# Some pics from S. Florida Herf.



## newcigarz (Feb 11, 2007)

I was having too good a time to snap too many pics, but here are the few that I did get.

Me with Don Jose "Pepin" Garcia.









Me with Pepin and Eric from 601









Willy from El Titan de Bronze









Mike - Made in Dade and Carlos - Blueface 









Bill - Madurofan









Carlos playing Dominoes with Chris the owner of TW and Orestes Espinoza.


----------



## Darrell (Aug 12, 2007)

You're older than I thought, Tony. Great photos, Eric is one cool dude. Eddie from 601 is awesome also. Glad you had fun. :tu


----------



## dunng (Jul 14, 2006)

Looks like a great time! I need to get down to Kris's shop sooner or later! :ss


----------



## variable (Feb 20, 2008)

Looks like you quickly found out how to enjoy Fl. Tony.

Congrats and keep us posted on he smoking would there :ss


----------



## Papichulo (Jan 21, 2007)

Great pics and I wish I was there:tu:tu:tu


----------



## Blueface (May 28, 2005)

Tony,
Great to hang out with you.
Too bad the others from South Florida cut out on you.


----------



## yayson (Aug 21, 2006)

looks like fun Tony, does smoking in the humidor make for any noticeable funk?


----------



## newcigarz (Feb 11, 2007)

Darrell said:


> You're older than I thought, Tony.


Hey what's that supposed to mean. :r


----------



## longknocker (Dec 16, 2007)

Nice Pics., Tony! Thanks!:tu


----------



## variable (Feb 20, 2008)

variable said:


> Looks like you quickly found out how to enjoy Fl. Tony.
> 
> Congrats and keep us posted on he smoking would there :ss


(Long day for me  , let me translate)

### INSTRUCTION A:
Turn the records, from their first line through the line holding "negative clicks: (836, 1439) (540, 1104)", inclusive, into a numbered list, leaving out blank lines.

### RECORDS PROVIDED:
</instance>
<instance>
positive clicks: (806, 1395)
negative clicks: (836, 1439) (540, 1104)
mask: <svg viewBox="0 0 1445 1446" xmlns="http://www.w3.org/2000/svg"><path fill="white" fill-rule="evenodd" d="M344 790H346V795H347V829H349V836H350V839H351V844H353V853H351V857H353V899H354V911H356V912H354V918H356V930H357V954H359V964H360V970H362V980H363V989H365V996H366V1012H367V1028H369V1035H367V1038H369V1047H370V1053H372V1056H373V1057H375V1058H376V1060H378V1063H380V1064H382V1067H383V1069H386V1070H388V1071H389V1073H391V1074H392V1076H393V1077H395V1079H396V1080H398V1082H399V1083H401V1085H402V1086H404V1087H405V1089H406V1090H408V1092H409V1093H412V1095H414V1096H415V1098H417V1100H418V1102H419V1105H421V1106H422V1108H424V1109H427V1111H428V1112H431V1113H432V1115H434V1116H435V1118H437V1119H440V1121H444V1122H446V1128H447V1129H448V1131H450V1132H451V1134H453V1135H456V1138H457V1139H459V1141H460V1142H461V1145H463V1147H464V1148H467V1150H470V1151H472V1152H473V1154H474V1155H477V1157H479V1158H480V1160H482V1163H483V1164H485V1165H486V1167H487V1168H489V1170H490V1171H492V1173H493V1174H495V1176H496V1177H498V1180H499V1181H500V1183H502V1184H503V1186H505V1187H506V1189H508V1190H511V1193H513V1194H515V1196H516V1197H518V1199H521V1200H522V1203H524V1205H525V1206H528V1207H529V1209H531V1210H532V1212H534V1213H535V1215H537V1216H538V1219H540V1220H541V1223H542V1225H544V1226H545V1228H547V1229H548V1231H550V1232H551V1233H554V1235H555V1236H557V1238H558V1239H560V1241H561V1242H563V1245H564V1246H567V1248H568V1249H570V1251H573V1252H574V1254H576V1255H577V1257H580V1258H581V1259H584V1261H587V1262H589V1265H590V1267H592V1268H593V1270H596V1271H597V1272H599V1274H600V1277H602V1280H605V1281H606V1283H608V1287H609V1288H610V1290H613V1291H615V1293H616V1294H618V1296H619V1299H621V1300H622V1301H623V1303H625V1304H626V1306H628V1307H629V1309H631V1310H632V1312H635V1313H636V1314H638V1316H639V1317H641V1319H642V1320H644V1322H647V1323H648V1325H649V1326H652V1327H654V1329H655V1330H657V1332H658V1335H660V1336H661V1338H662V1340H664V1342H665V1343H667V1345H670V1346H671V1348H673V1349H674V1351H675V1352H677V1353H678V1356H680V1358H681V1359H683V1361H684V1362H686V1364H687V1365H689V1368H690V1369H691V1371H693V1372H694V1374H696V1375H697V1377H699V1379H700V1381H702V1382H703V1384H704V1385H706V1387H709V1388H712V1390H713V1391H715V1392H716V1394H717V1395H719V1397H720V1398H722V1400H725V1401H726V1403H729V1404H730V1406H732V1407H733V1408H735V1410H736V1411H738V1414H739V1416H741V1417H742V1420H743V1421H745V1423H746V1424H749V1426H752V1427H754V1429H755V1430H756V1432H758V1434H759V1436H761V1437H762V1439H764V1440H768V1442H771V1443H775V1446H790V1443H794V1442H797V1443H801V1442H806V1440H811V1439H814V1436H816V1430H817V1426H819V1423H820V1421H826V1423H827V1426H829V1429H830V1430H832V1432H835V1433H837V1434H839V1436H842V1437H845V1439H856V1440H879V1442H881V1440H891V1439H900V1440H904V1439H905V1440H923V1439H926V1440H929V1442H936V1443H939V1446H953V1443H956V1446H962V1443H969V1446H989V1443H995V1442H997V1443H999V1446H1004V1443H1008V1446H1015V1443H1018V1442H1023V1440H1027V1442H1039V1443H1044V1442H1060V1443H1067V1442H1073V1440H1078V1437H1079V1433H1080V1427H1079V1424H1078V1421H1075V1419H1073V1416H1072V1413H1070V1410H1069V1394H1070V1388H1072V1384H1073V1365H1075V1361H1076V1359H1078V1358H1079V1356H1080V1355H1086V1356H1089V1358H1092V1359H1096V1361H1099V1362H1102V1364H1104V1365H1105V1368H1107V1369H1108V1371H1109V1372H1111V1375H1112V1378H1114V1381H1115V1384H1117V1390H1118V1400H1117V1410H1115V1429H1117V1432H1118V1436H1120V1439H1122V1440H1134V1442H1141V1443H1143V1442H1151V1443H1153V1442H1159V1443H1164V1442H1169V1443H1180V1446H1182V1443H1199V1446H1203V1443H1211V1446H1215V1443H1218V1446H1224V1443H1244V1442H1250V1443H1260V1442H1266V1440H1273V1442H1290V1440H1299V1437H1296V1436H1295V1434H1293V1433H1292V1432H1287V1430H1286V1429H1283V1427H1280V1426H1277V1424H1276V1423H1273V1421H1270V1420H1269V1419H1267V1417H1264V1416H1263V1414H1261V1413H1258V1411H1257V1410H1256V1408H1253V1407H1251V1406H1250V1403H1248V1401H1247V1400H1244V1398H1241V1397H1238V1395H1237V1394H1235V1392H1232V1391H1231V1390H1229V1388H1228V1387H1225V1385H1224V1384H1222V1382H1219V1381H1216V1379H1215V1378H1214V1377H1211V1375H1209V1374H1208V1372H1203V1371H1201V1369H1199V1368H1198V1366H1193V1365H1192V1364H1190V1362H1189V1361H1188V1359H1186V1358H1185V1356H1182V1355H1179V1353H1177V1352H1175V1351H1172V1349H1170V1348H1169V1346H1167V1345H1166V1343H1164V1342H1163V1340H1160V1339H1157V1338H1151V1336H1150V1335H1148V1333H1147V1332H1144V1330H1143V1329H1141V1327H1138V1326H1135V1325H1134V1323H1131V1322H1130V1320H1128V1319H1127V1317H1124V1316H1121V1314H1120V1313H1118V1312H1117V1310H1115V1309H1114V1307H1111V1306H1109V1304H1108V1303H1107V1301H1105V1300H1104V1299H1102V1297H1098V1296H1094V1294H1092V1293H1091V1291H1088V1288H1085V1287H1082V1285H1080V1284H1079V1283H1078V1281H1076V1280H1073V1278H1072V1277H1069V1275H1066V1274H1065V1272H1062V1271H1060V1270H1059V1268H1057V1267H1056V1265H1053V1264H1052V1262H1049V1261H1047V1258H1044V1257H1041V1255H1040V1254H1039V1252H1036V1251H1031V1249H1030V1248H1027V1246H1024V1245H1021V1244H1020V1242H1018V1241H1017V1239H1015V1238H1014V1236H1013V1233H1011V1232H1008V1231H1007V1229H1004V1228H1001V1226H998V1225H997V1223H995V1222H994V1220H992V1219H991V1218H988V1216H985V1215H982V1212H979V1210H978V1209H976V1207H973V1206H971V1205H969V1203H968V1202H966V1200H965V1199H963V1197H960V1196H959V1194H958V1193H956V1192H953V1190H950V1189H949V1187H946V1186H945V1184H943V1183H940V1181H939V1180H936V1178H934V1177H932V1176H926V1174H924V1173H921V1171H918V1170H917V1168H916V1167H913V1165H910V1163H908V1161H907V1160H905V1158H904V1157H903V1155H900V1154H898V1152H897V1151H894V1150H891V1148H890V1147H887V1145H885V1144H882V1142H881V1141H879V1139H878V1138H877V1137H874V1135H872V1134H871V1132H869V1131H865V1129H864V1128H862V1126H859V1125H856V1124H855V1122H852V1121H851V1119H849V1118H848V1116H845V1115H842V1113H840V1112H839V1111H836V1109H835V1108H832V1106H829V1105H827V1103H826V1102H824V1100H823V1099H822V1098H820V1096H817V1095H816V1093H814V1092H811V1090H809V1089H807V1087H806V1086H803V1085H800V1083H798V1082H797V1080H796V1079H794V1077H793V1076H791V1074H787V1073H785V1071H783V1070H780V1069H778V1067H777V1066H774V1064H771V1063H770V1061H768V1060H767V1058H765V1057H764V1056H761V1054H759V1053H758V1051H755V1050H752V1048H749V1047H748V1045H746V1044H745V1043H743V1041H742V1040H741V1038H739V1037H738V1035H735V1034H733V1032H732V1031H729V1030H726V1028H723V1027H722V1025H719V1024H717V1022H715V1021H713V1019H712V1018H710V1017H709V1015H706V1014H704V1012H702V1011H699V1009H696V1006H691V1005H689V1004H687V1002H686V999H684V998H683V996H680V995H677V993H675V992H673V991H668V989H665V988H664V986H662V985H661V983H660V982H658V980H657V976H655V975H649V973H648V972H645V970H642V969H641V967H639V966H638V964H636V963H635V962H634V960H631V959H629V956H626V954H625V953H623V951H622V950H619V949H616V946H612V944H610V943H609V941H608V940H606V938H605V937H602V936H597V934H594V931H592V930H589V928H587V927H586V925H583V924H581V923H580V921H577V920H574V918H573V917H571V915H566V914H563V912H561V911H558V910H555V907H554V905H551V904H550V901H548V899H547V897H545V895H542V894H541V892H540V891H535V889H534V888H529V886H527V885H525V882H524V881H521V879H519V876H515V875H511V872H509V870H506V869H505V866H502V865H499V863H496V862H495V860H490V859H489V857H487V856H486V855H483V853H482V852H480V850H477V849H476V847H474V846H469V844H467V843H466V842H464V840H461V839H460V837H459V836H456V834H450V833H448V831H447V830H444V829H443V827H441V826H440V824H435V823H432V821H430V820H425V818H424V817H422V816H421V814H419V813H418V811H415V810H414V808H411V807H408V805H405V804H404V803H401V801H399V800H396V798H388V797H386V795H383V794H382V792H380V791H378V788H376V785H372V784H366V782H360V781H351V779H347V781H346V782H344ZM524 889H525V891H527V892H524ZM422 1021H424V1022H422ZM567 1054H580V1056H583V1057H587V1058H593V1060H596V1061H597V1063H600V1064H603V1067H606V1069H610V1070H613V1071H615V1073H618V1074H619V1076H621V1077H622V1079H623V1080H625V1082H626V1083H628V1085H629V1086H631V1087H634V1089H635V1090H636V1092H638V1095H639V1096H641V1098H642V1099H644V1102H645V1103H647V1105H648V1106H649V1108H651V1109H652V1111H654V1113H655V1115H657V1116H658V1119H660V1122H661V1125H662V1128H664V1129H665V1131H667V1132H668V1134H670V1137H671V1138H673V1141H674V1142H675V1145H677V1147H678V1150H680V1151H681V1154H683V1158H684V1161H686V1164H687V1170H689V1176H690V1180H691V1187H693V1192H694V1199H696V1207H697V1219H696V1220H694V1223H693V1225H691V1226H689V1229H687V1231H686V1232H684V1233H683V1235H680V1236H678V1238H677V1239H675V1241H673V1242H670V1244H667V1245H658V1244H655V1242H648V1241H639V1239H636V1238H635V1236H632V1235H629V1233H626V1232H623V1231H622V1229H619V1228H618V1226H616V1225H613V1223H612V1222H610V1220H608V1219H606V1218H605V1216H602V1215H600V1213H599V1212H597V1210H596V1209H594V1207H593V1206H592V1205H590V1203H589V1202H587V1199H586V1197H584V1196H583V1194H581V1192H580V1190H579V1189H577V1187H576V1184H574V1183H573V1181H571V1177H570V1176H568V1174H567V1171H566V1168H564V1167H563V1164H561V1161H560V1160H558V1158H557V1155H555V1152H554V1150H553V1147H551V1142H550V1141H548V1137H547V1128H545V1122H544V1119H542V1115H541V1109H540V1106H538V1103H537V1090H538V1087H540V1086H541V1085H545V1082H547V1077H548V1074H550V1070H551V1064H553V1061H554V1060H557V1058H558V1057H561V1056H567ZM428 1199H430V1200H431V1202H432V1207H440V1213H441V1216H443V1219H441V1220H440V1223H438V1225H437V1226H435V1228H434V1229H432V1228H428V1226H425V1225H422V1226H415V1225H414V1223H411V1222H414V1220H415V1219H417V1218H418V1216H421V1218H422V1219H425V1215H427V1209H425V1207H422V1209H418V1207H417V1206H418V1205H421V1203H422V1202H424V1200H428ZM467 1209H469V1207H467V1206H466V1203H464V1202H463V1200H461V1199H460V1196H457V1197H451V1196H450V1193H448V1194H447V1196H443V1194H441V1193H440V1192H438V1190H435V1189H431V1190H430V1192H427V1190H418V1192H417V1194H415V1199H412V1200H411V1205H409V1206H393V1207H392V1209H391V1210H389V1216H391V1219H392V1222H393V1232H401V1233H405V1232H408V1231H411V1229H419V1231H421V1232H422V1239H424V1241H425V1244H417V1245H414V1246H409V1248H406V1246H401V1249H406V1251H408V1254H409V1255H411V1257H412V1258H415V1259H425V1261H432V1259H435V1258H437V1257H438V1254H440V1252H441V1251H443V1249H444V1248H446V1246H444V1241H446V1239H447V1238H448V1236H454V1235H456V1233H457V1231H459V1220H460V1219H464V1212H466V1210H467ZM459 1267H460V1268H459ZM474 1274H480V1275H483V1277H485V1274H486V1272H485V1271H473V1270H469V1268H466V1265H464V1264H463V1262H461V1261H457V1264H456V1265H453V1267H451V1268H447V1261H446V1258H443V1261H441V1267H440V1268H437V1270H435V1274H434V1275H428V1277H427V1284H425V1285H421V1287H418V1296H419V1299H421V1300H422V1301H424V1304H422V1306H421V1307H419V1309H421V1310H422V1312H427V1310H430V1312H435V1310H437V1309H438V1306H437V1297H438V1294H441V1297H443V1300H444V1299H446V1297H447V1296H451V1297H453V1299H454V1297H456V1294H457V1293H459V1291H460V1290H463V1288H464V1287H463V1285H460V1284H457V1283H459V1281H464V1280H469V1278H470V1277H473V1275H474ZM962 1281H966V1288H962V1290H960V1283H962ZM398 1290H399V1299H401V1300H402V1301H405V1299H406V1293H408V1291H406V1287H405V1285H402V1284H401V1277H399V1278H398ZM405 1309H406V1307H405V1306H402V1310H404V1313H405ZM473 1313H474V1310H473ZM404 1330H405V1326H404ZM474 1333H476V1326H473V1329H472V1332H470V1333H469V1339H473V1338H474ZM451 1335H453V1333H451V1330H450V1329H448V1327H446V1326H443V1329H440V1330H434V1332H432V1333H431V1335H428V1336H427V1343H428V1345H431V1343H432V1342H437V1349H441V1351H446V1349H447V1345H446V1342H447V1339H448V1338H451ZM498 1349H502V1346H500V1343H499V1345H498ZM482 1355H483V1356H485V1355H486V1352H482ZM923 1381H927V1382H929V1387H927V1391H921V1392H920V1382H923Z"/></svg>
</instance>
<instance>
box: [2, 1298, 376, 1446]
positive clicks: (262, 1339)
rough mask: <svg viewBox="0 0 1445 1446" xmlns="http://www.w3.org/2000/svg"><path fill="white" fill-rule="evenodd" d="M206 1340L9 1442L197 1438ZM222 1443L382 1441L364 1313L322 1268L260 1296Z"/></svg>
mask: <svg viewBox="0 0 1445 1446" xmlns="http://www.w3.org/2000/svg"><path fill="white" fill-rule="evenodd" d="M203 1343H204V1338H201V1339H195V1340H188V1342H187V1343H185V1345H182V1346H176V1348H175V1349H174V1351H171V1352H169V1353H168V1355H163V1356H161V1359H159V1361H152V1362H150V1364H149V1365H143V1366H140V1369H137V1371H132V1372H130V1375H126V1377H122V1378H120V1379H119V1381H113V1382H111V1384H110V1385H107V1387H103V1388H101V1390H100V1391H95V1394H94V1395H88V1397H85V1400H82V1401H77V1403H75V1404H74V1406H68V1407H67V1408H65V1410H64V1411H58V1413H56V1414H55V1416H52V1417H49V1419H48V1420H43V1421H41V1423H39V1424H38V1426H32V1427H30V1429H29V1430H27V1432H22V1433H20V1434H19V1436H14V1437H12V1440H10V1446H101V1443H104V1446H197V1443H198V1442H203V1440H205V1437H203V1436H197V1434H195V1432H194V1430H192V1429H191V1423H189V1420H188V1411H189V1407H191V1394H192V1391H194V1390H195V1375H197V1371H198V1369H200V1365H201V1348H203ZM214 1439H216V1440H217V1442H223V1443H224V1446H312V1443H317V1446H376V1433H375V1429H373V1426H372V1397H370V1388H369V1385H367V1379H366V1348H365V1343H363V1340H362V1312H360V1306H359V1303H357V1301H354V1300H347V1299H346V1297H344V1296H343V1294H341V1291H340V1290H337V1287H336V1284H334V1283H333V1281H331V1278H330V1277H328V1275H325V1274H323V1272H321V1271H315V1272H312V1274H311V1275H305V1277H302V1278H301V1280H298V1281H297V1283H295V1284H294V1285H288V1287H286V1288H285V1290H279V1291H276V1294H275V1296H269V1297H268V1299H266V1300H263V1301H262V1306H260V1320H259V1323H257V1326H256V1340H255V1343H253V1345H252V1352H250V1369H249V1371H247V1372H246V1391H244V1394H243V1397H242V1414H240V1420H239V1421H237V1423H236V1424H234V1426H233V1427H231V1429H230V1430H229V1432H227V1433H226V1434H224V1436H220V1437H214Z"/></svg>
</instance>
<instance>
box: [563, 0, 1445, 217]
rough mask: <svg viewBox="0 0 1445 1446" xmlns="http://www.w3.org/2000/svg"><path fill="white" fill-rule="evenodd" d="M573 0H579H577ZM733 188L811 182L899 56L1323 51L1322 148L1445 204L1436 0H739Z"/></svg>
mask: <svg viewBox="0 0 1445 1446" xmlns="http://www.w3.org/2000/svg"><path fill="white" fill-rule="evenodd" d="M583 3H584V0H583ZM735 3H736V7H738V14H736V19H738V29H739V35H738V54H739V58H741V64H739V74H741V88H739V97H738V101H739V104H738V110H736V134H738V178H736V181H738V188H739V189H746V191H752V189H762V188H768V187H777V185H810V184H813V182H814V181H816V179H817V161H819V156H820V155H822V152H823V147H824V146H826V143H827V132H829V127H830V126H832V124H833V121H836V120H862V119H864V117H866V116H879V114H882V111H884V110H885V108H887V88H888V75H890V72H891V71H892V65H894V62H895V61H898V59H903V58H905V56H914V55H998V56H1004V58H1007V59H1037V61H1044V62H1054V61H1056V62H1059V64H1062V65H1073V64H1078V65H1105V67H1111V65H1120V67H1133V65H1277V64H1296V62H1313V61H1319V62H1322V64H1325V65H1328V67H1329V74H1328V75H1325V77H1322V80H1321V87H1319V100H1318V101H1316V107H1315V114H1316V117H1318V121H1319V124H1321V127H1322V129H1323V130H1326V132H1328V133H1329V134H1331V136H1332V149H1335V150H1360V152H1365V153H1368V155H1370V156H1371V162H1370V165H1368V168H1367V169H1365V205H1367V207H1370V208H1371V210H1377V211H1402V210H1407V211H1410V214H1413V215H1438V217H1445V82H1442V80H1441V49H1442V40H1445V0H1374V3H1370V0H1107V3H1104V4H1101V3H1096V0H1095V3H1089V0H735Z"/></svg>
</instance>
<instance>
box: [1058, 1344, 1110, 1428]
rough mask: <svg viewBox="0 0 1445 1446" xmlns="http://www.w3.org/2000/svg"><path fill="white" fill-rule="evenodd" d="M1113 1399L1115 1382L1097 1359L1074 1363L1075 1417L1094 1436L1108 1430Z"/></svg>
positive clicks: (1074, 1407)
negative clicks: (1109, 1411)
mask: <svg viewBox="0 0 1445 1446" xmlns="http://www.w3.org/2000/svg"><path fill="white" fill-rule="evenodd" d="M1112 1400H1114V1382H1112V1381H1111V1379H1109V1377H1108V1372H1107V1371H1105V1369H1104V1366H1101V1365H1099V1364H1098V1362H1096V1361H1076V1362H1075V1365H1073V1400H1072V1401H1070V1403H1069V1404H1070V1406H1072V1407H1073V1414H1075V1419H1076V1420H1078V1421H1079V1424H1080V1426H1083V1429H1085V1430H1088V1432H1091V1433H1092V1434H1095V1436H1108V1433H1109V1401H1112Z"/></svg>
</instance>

### INSTRUCTION B:
Answer these questions on the forum thread about the South Florida herf:
(i) Which establishment is Willy from, according to the caption?
(ii) Whose shop does dunng say he needs to get down to?
(iii) According to Blueface, who cut out on Tony?

### EXERCISE ANSWER A:
1. </instance>
2. <instance>
3. positive clicks: (806, 1395)
4. negative clicks: (836, 1439) (540, 1104)

### EXERCISE ANSWER B:
(i) El Titan de Bronze
(ii) Kris's shop
(iii) The others from South Florida